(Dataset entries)
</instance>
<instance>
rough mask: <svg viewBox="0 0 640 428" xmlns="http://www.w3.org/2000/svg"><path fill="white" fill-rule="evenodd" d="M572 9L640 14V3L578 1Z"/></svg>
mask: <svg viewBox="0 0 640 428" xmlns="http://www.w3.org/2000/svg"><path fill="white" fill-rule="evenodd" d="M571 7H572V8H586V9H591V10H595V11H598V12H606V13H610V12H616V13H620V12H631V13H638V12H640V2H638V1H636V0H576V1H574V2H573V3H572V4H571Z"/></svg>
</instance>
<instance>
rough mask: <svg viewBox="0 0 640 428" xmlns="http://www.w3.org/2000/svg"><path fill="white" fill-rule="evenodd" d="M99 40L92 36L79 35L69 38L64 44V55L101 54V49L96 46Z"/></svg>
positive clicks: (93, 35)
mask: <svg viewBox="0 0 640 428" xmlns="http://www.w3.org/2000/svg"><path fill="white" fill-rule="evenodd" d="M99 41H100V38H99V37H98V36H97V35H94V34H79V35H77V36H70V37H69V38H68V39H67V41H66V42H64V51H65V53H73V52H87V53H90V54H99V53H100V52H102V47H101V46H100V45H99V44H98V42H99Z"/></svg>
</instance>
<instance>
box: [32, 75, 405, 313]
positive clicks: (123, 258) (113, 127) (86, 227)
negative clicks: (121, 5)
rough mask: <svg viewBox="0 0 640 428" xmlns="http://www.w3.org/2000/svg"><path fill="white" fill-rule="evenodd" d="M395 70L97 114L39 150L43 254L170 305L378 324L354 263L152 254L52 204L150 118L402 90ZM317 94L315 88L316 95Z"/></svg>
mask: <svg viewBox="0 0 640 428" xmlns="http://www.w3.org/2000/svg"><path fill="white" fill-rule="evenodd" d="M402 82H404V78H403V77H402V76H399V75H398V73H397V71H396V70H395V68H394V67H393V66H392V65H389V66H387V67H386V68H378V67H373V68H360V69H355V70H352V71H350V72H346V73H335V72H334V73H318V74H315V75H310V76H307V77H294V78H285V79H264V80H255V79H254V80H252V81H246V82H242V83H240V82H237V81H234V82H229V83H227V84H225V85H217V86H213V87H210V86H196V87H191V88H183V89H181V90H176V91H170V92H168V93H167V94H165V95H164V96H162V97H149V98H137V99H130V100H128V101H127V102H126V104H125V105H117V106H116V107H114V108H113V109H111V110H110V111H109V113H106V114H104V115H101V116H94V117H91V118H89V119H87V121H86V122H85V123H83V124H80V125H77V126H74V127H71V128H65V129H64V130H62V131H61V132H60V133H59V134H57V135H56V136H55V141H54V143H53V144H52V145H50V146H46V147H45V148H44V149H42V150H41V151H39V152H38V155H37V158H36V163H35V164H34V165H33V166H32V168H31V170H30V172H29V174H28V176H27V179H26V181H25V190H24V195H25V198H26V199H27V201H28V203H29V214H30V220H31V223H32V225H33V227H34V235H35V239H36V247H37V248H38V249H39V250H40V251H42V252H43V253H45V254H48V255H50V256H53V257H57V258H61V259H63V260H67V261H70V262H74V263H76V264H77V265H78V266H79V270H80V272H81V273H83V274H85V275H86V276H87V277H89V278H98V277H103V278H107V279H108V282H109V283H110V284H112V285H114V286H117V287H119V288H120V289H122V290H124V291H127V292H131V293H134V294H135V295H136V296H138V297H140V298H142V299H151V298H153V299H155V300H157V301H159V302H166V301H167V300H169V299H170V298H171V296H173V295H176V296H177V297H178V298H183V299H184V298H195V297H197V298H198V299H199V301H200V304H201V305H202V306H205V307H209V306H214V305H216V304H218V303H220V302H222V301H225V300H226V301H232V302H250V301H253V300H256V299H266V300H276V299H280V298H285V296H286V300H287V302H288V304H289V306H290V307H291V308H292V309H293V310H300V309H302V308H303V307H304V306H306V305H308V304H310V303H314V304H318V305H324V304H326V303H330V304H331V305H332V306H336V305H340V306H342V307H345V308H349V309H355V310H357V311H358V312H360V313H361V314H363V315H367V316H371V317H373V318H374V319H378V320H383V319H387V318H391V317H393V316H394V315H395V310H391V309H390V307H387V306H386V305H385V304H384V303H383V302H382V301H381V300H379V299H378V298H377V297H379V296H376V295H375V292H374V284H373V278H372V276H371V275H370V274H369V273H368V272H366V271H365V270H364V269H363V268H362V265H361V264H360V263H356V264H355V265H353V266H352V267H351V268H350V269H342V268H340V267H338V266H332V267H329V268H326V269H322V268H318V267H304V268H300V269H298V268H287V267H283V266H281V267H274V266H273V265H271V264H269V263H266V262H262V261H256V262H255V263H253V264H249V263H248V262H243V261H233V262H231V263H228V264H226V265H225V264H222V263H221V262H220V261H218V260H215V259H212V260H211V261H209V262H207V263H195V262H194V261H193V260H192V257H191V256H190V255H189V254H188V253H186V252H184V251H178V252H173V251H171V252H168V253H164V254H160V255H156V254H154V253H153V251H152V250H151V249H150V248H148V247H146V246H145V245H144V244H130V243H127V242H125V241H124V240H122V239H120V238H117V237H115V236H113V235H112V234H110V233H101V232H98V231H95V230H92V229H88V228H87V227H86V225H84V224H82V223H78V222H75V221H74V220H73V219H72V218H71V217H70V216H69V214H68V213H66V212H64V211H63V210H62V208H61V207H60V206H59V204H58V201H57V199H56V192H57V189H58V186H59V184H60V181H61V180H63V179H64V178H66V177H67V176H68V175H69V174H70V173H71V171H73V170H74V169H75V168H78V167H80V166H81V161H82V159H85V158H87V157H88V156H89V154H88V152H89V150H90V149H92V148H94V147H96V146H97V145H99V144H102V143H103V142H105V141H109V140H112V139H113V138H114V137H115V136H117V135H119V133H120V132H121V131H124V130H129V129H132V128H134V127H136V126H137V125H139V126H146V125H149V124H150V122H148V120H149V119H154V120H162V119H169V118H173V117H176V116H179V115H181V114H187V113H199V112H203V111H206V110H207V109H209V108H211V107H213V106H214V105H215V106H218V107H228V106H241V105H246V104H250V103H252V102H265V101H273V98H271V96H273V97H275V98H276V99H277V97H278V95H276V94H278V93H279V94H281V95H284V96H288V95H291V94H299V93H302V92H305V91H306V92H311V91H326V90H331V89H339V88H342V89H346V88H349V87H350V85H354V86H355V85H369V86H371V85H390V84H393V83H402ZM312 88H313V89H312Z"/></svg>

- Required action
What you return should be the lines from the start of the data through the line with "negative clicks: (121, 5)", quoted exactly and nothing more.

- Response for this exercise
</instance>
<instance>
rough mask: <svg viewBox="0 0 640 428" xmlns="http://www.w3.org/2000/svg"><path fill="white" fill-rule="evenodd" d="M572 9L640 14V3L578 1Z"/></svg>
mask: <svg viewBox="0 0 640 428" xmlns="http://www.w3.org/2000/svg"><path fill="white" fill-rule="evenodd" d="M571 7H572V8H586V9H591V10H595V11H598V12H606V13H610V12H616V13H620V12H631V13H638V12H640V2H638V1H636V0H576V1H574V2H573V3H572V4H571Z"/></svg>
</instance>
<instance>
rough mask: <svg viewBox="0 0 640 428" xmlns="http://www.w3.org/2000/svg"><path fill="white" fill-rule="evenodd" d="M99 40L92 36L79 35L69 38L64 44V55L101 54V49L96 46Z"/></svg>
positive clicks: (93, 35)
mask: <svg viewBox="0 0 640 428" xmlns="http://www.w3.org/2000/svg"><path fill="white" fill-rule="evenodd" d="M99 41H100V38H99V37H98V36H97V35H94V34H79V35H77V36H70V37H69V38H68V39H67V41H66V42H64V51H65V53H73V52H87V53H90V54H99V53H100V52H102V47H101V46H100V45H99V44H98V42H99Z"/></svg>
</instance>
<instance>
box: [32, 75, 405, 313]
positive clicks: (123, 258) (113, 127) (86, 227)
negative clicks: (121, 5)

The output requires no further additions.